**WORKING DATA**
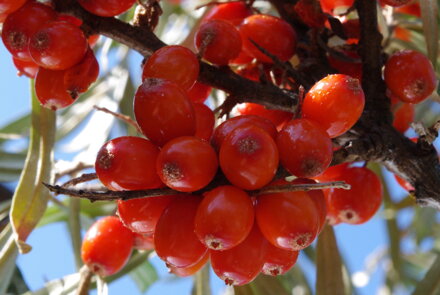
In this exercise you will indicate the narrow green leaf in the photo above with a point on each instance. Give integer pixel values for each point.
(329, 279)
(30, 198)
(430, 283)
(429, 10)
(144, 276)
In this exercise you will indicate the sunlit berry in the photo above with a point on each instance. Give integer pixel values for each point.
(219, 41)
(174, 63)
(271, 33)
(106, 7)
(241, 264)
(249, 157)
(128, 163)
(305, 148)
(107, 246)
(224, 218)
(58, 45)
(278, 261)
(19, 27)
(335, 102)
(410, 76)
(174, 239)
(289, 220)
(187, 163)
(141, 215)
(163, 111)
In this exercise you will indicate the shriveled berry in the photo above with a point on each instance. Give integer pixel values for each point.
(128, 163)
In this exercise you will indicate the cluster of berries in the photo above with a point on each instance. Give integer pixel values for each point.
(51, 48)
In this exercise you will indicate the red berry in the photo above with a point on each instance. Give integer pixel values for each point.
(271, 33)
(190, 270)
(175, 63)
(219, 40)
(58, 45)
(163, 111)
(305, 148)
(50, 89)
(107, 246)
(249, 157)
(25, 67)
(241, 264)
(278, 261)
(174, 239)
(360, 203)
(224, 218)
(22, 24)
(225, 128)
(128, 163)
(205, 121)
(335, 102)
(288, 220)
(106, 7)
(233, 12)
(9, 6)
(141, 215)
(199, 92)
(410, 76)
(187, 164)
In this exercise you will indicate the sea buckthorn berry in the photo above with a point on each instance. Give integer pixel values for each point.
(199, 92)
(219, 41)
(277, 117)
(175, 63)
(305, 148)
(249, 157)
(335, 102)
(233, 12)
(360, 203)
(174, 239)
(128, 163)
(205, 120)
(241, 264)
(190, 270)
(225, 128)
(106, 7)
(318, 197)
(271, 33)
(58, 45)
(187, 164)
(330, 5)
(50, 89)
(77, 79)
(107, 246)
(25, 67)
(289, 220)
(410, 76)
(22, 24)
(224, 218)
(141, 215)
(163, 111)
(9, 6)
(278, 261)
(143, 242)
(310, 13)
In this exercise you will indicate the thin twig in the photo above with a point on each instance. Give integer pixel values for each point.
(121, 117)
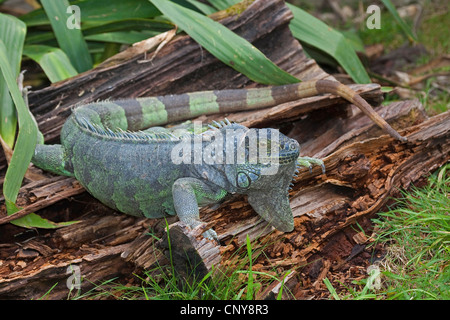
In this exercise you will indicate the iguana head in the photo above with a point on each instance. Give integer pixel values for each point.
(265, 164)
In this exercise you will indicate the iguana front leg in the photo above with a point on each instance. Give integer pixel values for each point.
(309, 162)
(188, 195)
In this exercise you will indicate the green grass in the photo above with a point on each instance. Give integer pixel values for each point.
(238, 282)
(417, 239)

* * *

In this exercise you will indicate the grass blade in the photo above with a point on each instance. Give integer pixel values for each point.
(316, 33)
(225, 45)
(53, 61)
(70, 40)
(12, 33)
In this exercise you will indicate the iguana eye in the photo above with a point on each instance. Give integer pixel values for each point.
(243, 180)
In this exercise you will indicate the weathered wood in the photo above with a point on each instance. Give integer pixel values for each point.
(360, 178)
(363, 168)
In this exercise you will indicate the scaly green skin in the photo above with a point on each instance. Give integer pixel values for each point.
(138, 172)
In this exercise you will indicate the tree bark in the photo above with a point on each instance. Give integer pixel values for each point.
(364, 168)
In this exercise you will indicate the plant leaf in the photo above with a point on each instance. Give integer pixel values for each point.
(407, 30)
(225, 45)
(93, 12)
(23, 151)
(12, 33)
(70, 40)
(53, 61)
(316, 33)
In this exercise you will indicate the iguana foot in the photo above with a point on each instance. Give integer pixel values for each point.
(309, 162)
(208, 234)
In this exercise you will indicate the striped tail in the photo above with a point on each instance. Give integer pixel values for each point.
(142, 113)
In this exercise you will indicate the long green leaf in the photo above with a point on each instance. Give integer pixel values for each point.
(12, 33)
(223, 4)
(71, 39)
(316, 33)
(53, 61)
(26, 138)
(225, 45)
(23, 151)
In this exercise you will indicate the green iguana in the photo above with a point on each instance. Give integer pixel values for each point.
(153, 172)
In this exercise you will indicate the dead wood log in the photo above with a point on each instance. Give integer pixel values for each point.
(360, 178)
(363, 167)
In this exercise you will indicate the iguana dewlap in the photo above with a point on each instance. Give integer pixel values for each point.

**REQUIRED WORK**
Look back at the entries above and repeat, unchanged, every line from the line holding "In this exercise you will indicate the iguana foot" through the line holding "In this exercise you will indicate the iguana dewlap".

**REPLY TO THE EXERCISE**
In this exercise you will indicate the iguana foot in the photo above with a point on each instance. Give integer pixel values for each point.
(309, 162)
(208, 234)
In this exercise you will indicate the striped tail in the photo above with a point on each instance. Give integer pixel values for each point.
(142, 113)
In this exercise you will indicate the long green leaf in the photo above with a point on each instance. Give integer pixel values for each point.
(12, 33)
(223, 4)
(71, 39)
(316, 33)
(53, 61)
(26, 138)
(225, 45)
(23, 151)
In this exercise you will indicate the green iguana in the photo above with a point on each instance. Give integer pixel values for each point.
(153, 172)
In this exercise you will indicate the dead wood log in the photo above with a point on each instance. Give integer pixel values for each point.
(360, 178)
(363, 167)
In this exercise you will indicate the iguana dewlap in the photo above with a point on each instance. Give integer pixel values for each point.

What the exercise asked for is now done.